Extracted data entries:
>>>

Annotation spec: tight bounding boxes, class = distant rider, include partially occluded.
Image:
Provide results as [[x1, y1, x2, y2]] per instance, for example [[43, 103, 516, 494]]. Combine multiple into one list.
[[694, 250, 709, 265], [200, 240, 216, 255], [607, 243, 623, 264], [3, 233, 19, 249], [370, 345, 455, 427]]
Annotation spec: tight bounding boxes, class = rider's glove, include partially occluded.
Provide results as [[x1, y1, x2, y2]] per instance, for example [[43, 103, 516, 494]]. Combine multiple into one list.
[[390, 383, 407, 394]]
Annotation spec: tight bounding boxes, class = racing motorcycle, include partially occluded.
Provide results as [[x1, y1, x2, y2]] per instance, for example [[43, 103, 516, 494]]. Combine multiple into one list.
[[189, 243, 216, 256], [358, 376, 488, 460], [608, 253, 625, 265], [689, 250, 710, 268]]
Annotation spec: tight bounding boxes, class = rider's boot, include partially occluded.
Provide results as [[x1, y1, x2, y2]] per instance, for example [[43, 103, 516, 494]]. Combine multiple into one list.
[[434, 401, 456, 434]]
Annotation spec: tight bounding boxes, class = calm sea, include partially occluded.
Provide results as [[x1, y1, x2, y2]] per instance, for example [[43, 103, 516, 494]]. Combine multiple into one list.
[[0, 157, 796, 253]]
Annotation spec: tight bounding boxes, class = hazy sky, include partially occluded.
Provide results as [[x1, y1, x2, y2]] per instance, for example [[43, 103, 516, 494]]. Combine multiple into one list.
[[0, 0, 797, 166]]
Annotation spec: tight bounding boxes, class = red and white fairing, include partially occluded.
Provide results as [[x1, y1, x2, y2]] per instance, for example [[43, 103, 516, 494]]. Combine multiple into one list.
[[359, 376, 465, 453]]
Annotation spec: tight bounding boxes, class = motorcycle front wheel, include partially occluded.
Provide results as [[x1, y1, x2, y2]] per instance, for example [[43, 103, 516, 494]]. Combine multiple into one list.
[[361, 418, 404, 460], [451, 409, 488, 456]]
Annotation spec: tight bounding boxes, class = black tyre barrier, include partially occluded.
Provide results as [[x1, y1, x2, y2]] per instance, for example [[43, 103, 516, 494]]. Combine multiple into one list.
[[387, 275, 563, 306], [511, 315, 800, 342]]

<<<
>>>

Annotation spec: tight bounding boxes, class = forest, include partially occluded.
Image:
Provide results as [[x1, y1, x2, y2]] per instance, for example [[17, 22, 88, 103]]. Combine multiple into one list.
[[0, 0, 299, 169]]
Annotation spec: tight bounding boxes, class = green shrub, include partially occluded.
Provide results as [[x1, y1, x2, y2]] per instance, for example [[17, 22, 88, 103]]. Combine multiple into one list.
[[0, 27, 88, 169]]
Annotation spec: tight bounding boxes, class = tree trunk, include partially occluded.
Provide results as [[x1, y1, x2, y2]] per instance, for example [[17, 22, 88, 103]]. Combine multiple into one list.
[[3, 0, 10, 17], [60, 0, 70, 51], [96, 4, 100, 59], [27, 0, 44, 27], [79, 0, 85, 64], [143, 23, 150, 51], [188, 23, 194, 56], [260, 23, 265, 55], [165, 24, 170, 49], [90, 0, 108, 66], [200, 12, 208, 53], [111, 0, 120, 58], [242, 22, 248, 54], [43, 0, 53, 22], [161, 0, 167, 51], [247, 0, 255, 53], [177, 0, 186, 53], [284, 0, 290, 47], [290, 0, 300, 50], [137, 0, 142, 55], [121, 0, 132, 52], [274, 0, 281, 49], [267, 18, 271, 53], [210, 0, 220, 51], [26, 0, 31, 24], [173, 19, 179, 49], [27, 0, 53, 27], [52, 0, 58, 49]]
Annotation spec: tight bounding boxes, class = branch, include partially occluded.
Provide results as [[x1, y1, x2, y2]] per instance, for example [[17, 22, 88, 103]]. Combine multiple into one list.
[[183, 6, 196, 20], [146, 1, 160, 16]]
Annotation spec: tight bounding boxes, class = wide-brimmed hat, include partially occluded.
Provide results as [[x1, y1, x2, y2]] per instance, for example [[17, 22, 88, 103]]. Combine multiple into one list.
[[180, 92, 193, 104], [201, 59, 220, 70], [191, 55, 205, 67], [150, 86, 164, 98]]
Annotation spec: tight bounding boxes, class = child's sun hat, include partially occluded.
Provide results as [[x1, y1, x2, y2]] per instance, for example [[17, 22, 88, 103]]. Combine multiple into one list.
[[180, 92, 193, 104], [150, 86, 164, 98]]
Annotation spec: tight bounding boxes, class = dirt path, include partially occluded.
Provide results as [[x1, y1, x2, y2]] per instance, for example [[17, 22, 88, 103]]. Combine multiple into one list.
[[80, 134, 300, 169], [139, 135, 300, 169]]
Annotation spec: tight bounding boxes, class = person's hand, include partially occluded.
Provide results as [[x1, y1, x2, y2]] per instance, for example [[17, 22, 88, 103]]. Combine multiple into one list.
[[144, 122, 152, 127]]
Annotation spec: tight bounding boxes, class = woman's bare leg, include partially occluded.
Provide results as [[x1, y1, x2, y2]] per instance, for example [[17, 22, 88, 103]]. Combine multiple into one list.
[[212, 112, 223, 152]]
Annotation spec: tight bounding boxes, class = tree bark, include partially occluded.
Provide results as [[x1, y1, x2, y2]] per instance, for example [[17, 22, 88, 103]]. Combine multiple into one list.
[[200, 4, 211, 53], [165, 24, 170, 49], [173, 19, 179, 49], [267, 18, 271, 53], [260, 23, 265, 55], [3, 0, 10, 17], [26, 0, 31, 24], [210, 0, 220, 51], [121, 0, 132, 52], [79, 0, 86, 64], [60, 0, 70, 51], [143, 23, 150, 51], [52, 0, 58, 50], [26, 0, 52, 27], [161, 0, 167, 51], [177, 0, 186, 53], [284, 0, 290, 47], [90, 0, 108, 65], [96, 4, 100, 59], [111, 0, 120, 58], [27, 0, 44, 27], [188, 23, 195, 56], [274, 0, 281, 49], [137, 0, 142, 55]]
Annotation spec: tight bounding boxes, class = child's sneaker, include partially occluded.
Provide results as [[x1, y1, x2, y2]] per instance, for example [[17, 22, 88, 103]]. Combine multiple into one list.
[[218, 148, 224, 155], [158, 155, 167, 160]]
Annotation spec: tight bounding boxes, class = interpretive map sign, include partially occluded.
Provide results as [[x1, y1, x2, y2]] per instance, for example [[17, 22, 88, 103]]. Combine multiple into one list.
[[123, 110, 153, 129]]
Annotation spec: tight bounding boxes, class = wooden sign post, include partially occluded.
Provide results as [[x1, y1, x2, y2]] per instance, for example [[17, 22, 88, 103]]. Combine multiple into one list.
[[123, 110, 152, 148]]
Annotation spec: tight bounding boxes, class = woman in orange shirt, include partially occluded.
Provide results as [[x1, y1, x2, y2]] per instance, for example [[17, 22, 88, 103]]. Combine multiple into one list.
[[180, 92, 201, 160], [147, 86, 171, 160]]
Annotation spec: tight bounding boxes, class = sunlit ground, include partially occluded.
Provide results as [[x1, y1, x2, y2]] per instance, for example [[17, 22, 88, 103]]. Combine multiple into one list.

<<<

* _TASK PROMPT_
Your answer should be the lines above, from the line containing "Annotation spec: tight bounding boxes, class = woman's" up to and including the line containing "bark, include partially occluded.", reproduced exactly and with nothing else.

* _ANSWER BELOW_
Annotation spec: tight bounding boxes, class = woman's bare leg, include partially occluded.
Provide results as [[x1, y1, x2, y2]] per instance, for example [[17, 22, 88, 103]]. Combine multiple into one list.
[[212, 112, 223, 152]]
Annotation spec: tight bounding boxes, class = tree bark, include partially occluded.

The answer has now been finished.